PROBLEM: Please pull out the stretch from "4. Next, create" through "or Amazon DynamoDB." in the AWS DMS setup steps below, copying it word for word.
____ EXCERPT PROVIDED
2. Click on Create replication instance to create a replication instance.
3. Provide a descriptive name and an optional descriptive Amazon Resource Name (ARN) and select an instance class as shown below. Leave all options at their default values, click on Create replication instance and wait for a successful creation of the instance.
4. Next, create an Endpoint. An endpoint provides connection, data store type, and location information about your data store. AWS DMS uses this information to connect to the data store and migrate data from the source endpoint to the target endpoint. We will create two endpoints.
Source endpoint: This allows AWS DMS to read data from a database (on-premises or in the cloud) or other data sources, such as AWS S3.
Target endpoint: This allows AWS DMS to write data to a database, or other stores such as AWS S3 or Amazon DynamoDB.
________
____ PROVIDED DATA
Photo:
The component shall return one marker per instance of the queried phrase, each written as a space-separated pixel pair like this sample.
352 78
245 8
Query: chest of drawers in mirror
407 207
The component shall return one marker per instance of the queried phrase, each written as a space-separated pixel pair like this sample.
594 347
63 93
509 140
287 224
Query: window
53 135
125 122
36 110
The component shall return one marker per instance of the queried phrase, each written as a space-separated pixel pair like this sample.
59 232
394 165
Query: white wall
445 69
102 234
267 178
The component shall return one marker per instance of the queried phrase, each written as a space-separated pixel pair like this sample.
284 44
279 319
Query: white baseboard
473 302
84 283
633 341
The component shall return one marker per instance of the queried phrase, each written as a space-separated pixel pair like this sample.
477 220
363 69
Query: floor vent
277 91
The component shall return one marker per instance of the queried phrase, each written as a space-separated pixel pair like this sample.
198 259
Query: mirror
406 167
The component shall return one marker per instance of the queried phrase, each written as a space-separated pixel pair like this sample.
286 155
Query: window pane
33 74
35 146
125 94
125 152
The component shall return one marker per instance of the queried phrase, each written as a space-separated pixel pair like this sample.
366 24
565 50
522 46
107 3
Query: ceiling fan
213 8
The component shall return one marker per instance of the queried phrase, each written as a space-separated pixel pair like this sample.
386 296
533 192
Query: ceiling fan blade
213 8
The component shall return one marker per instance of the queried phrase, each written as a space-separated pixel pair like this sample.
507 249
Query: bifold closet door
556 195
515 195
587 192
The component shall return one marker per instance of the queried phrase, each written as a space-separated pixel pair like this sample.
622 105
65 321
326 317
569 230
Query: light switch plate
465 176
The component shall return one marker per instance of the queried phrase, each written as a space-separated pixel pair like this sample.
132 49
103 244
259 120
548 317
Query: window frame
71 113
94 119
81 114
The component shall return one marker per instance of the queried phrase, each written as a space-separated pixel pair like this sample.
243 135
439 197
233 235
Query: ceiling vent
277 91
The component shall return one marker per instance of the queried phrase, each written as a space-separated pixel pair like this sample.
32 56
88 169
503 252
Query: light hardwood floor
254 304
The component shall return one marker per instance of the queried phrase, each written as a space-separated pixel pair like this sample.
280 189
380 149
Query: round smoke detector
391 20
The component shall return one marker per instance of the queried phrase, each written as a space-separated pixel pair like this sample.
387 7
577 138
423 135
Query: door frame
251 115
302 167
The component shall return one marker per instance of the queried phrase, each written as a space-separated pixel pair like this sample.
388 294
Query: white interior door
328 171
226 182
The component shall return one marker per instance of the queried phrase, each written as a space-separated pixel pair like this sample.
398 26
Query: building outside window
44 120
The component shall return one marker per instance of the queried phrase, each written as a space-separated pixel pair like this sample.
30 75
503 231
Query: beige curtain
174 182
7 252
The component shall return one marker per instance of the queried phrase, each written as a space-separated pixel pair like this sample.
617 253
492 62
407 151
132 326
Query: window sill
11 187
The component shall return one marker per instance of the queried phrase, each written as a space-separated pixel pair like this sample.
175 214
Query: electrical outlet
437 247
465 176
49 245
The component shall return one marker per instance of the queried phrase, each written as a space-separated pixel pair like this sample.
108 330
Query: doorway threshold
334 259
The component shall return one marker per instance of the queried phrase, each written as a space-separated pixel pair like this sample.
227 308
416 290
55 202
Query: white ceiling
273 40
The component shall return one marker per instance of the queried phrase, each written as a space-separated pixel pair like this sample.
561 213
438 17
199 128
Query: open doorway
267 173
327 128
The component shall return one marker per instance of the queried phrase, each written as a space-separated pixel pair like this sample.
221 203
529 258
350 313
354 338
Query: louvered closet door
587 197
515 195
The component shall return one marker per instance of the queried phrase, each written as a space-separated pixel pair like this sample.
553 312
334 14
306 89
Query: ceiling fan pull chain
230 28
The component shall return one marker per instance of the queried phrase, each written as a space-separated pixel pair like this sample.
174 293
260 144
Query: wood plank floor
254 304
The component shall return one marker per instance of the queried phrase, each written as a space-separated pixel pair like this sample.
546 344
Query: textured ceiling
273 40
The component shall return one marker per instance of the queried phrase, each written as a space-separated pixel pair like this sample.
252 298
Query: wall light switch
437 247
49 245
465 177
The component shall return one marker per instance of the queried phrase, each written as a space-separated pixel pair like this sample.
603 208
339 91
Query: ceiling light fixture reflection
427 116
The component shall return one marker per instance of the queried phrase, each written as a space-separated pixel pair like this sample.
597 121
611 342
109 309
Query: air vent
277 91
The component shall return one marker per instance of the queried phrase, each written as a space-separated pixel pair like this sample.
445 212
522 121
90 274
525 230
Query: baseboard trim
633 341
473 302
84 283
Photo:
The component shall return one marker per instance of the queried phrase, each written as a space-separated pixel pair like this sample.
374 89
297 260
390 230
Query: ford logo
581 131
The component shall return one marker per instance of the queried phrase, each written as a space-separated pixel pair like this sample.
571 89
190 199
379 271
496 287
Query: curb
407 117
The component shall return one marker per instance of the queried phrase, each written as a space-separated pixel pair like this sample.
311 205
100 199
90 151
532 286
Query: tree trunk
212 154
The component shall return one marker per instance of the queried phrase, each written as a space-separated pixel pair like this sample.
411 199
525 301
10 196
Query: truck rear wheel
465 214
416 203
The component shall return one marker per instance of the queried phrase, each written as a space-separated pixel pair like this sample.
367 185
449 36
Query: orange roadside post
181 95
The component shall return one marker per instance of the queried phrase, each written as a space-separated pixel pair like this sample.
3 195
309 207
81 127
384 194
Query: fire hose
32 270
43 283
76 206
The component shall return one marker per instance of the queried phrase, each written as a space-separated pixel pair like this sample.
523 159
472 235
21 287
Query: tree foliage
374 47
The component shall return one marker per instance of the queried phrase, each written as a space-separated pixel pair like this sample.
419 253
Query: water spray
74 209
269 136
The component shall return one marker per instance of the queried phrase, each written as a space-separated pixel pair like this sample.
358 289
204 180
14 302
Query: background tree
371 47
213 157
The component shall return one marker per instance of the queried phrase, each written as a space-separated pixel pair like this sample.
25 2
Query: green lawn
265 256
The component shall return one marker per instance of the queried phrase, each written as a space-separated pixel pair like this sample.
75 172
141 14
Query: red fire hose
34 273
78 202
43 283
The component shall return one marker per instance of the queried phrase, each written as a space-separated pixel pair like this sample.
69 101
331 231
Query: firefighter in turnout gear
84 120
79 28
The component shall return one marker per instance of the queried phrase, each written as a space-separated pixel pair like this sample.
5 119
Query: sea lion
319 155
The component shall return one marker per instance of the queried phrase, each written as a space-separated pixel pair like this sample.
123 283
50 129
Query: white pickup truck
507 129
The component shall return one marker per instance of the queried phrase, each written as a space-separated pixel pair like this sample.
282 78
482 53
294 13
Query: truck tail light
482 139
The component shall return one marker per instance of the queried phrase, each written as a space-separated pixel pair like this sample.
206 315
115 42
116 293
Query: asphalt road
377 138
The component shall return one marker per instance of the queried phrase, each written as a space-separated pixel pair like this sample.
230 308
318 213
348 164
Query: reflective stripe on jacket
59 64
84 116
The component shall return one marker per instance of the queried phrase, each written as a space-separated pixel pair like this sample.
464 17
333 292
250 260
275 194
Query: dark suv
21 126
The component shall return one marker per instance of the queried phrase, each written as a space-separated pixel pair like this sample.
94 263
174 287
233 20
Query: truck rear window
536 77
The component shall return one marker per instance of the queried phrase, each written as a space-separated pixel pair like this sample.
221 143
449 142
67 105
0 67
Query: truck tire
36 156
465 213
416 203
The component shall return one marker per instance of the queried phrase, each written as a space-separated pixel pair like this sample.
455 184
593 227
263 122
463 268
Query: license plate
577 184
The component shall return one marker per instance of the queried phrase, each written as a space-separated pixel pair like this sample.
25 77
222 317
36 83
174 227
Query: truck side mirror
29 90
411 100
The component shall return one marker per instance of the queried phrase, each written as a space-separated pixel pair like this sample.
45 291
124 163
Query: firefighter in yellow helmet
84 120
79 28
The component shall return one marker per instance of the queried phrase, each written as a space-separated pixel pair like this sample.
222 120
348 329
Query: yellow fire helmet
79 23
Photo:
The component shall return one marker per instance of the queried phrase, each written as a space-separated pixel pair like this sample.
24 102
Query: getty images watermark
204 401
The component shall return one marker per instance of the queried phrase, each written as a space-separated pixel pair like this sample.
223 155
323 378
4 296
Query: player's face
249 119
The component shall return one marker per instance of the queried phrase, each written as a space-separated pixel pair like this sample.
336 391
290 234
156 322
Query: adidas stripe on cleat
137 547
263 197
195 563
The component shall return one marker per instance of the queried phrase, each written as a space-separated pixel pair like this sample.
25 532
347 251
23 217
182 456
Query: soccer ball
________
COMPLETED TASK:
4. Next, create an Endpoint. An endpoint provides connection, data store type, and location information about your data store. AWS DMS uses this information to connect to the data store and migrate data from the source endpoint to the target endpoint. We will create two endpoints.
Source endpoint: This allows AWS DMS to read data from a database (on-premises or in the cloud) or other data sources, such as AWS S3.
Target endpoint: This allows AWS DMS to write data to a database, or other stores such as AWS S3 or Amazon DynamoDB.